-- Assignment --
Please continue the passage on India's employment gains after 2014 from the point where it stops.

-- Provided passage --
Start of Block
After 2014 — What Changed?

✅ The Positive Side — Government’s Achievements

Total Jobs Created — A Quantum Jump:

  • From 2014 to 2024, India generated 17.19 crore additional jobs — a remarkable contrast to the 2.9 crore jobs created during the UPA government’s tenure from 2004 to 2014. The employment growth rate under the Modi government soared to 36%, far surpassing the modest 6–7% growth during the preceding decade.

Sector-Wise Growth:

  • Employment opportunities in the agriculture sector grew by 19%, 15% in the manufacturing sector, and 36% in the services sector under the Modi government.

Unemployment Rate Dropped:

  • The unemployment rate declined significantly from 6% in 2017–18 to 3.2% in 2023–24.

Formalisation of Jobs — EPFO Boom:

  • India’s formal job sector saw nearly 20 lakh net jobs created in July 2024 alone — the biggest monthly addition to the organised workforce since the government started tracking payroll data. The 18–25 age group saw 8.77 lakh net additions in one month, representing 59.41% of all new members added.
  • Since September 2017, more than 7.73 crore net subscribers have joined EPFO, with 19.14 lakh added in April 2025 alone — indicating a strengthened formal workforce and greater social security coverage.

Startup Ecosystem — New-Age Jobs:

  • The Startup India initiative led to the recognition of 1.59 lakh startups as of January 2025, generating over 16.6 lakh direct jobs between 2016 and October 2024, with more than 100 unicorns created and India establishing itself as the third-largest startup hub globally.

MUDRA Yojana — Entrepreneurship for the Masses:

  • PM MUDRA Yojana sanctioned over 52 crore loans, with 68% going to women. It has given birth to 11 crore new entrepreneurs, transforming people from job seekers into job creators.

Skilling India:

  • The Pradhan Mantri Kaushal Vikas Yojana (PMKVY) has trained over 1.6 crore youth since 2015.
End of Block
-- Information provided --
Start of Block
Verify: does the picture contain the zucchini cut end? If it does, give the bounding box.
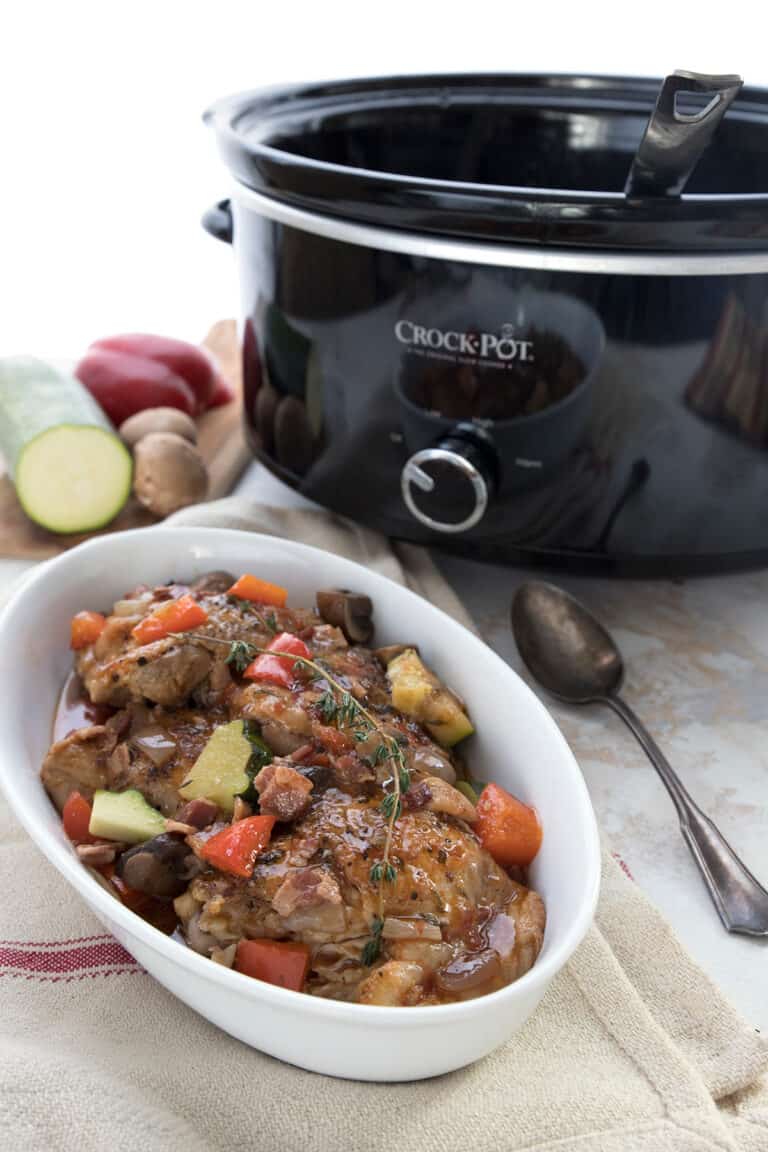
[15,424,132,533]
End of Block
-- The answer --
⚠️ The Critical Side — Problems That Remain

Youth Unemployment Is Alarming:

  • Independent data from CMIE reveals that throughout 2025, youth unemployment (ages 20–24) has often hovered around 44–45% in several months, much higher than the overall rate and notably worse than levels seen before 2014.

Educated Youth Are the Most Unemployed:

  • In 2022, the unemployment rate among youth was six times greater among those with secondary or higher education (18.4%) and nine times greater among graduates (29.1%) than for those who cannot read or write (3.4%). In other words, the more educated you are, the harder it is to find a job.

Quality of Jobs Is Poor:

  • Most jobs in 2023 (90.4%) were in the informal sector. Around 40.8% of regular workers and 51.9% of casual workers did not receive even the minimum daily wage of ₹480 — meaning the government’s own prescribed wage floor was not being met for most workers.

Reverse Migration — Back to Agriculture:

  • Instead of workers moving out of agriculture into more formalised manufacturing or services jobs (which is the natural trajectory of a growing economy), employment is actually shifting back into agriculture — especially in the post-pandemic period — compounded with the growth of informal and precarious employment.

MSMEs Are Struggling:

  • Between 2021–22 and 2024–25, close to 79,000 MSMEs shut down, with the number of closures rising year on year, seriously damaging India’s primary job-creation engine.

Skills vs Jobs Mismatch:

  • Many employers say applicants apply in large numbers, but very few are ready to start work. Most students still learn through notes, exams, and memorisation — an approach that no longer works. Jobs today demand familiarity with tools, platforms, and teamwork that colleges rarely teach.

The Bottom Line — A Balanced View

Parameter Before 2014 After 2014
Total Employment 47.15 crore 64.33 crore
Job Growth Rate 7% (in 10 years) 36% (in 10 years)
NH Construction Pace Slow & stagnant Transformed
Formal Jobs (EPFO) Very low 7.73 crore+ added
Startups ~500 1.59 lakh
Youth Unemployment Moderate Stubbornly High (44–45% per CMIE)
Job Quality Poor Still largely poor/informal

The honest picture is this: numbers went up dramatically, but quality, formality, and absorption of educated youth remain serious unresolved challenges. India’s economy is growing fast, but it is not yet creating enough good-quality, well-paying, formal jobs at the pace its young population needs.